* [Given request]
Reproduce the listing below without any change.

[Begin]

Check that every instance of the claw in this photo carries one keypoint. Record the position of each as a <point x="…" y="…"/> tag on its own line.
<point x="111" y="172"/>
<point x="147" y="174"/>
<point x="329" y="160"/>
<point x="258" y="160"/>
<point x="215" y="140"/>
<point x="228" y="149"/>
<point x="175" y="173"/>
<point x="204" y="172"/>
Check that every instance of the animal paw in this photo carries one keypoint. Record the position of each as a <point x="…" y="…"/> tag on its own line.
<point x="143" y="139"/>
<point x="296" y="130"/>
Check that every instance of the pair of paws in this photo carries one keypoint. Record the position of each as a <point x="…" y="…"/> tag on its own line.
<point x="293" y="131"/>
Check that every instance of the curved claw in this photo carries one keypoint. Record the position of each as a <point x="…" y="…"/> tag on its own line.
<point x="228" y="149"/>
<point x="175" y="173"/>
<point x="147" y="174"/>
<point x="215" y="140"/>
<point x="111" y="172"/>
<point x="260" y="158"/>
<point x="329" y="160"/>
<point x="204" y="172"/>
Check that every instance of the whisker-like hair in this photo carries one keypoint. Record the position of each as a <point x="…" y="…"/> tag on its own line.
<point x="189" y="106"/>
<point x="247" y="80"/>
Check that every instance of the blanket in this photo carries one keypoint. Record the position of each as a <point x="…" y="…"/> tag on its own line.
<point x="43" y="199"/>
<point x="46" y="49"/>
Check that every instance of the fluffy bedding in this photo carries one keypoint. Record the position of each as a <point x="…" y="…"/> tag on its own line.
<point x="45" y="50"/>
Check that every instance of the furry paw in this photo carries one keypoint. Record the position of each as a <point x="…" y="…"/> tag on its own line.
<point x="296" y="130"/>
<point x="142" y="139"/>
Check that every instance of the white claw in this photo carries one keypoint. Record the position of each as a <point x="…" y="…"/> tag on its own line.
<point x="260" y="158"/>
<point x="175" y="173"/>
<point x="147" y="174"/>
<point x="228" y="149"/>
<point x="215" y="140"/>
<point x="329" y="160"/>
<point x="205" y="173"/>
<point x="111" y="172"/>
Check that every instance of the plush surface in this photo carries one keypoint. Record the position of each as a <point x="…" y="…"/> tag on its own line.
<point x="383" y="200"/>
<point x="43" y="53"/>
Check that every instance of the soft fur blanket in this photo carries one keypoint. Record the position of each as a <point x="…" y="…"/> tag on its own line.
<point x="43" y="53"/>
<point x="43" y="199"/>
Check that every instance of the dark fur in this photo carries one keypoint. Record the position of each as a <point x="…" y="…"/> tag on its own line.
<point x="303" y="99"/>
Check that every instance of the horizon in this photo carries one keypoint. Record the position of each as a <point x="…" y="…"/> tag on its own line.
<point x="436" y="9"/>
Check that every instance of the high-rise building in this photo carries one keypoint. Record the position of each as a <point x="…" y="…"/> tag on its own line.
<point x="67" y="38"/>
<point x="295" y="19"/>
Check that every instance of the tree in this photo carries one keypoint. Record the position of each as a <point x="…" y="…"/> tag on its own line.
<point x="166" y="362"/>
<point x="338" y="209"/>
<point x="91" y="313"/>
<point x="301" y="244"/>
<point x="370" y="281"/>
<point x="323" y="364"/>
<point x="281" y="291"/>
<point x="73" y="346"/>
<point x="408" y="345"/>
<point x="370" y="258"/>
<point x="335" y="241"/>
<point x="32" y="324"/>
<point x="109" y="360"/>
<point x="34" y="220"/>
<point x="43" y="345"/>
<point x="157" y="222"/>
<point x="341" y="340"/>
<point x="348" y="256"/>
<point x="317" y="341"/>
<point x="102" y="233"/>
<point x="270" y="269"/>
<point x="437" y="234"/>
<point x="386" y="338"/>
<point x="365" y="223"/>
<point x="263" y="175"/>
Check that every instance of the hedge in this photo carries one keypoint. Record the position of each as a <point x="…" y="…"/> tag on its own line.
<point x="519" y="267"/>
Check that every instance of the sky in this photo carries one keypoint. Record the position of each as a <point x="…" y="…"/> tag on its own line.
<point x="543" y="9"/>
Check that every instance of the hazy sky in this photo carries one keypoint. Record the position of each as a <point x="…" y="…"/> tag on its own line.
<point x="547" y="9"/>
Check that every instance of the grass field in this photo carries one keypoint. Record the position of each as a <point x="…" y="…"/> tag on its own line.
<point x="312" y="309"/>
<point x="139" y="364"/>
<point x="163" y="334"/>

[End]

* [Solution for this task]
Check that every instance of the claw in this photo carries one keypoint. Record the position of each as a <point x="…" y="…"/> tag on its own line.
<point x="111" y="172"/>
<point x="147" y="174"/>
<point x="329" y="160"/>
<point x="258" y="160"/>
<point x="215" y="140"/>
<point x="228" y="149"/>
<point x="175" y="173"/>
<point x="204" y="172"/>
Check that every instance of the animal paw in this photo carries one keypoint. Record the position of each as a <point x="…" y="…"/> tag on its own line.
<point x="143" y="139"/>
<point x="296" y="130"/>
Check that every instance of the pair of paws in this photo carries one keypoint. Record the position of each as a <point x="…" y="…"/> tag on its own line.
<point x="293" y="131"/>
Check that every instance of the curved claw in this photo carries one keypoint. Record the position of each as a <point x="…" y="…"/> tag on its own line.
<point x="228" y="149"/>
<point x="175" y="173"/>
<point x="147" y="174"/>
<point x="215" y="140"/>
<point x="111" y="172"/>
<point x="260" y="158"/>
<point x="329" y="160"/>
<point x="204" y="172"/>
Check that every instance of the whisker-like hair in this photo carries one keypoint. Record the position of each as a <point x="…" y="…"/> tag on its own line.
<point x="189" y="106"/>
<point x="247" y="80"/>
Check that every instance of the blanket in this photo carries one keypoint. Record the position of each as a <point x="…" y="…"/> tag on its own line.
<point x="43" y="199"/>
<point x="46" y="49"/>
Check that every instance of the fluffy bedding in this photo carries one keypoint. Record the position of each as a <point x="…" y="…"/> tag on its own line.
<point x="45" y="50"/>
Check that every instance of the furry paw in this photo carries one keypoint. Record the position of each as a <point x="…" y="…"/> tag on its own line.
<point x="296" y="130"/>
<point x="142" y="139"/>
Check that every instance of the white claw in this photo carries one keypoint. Record the position of each as a <point x="…" y="…"/> tag on its own line.
<point x="260" y="158"/>
<point x="175" y="173"/>
<point x="147" y="174"/>
<point x="228" y="149"/>
<point x="215" y="140"/>
<point x="329" y="160"/>
<point x="205" y="173"/>
<point x="111" y="172"/>
Check that every instance of the plush surface in this photo carries one keypoint. Record the position of each as a <point x="…" y="…"/> tag on its own line.
<point x="383" y="200"/>
<point x="43" y="53"/>
Check that every instance of the soft fur blanket in this photo carries one keypoint. Record the position of each as a <point x="…" y="…"/> tag on its own line.
<point x="43" y="53"/>
<point x="43" y="199"/>
Check that every instance of the dark fur in this photo carries one keypoint. Record the position of each as a <point x="…" y="…"/> tag on its own line.
<point x="303" y="99"/>
Check that every instance of the horizon in this photo carries one keypoint. Record the position of each as a <point x="…" y="…"/> tag on its own line.
<point x="436" y="9"/>
Check that every instance of the high-rise building in this photo carries one keypoint. Record the position of each as a <point x="…" y="…"/> tag on its own line.
<point x="67" y="38"/>
<point x="295" y="19"/>
Check that every instance of the tree in this photo carries one keypoint. Record the position of each as a <point x="…" y="…"/> tag on its own line.
<point x="166" y="362"/>
<point x="338" y="209"/>
<point x="91" y="313"/>
<point x="301" y="244"/>
<point x="370" y="281"/>
<point x="323" y="364"/>
<point x="281" y="291"/>
<point x="73" y="346"/>
<point x="408" y="345"/>
<point x="370" y="258"/>
<point x="335" y="241"/>
<point x="32" y="324"/>
<point x="109" y="360"/>
<point x="34" y="220"/>
<point x="43" y="345"/>
<point x="157" y="222"/>
<point x="341" y="340"/>
<point x="348" y="256"/>
<point x="317" y="341"/>
<point x="102" y="233"/>
<point x="270" y="269"/>
<point x="437" y="234"/>
<point x="386" y="338"/>
<point x="365" y="223"/>
<point x="263" y="175"/>
Check that every instance of the hedge in this photo carries one keypoint. Record the position of each as a <point x="…" y="…"/> tag on its own line.
<point x="519" y="267"/>
Check that every instance of the sky in this photo carries one keypoint. Record the position of each as a <point x="…" y="…"/> tag on its own line.
<point x="543" y="9"/>
Check that every instance of the hazy sky in this photo carries one keypoint. Record the position of each as a <point x="…" y="…"/> tag on its own line.
<point x="547" y="9"/>
Check that every instance of the grass field in this photo carries one keypoint. Record the position of each as a <point x="…" y="…"/> tag on its own line.
<point x="312" y="309"/>
<point x="139" y="364"/>
<point x="163" y="334"/>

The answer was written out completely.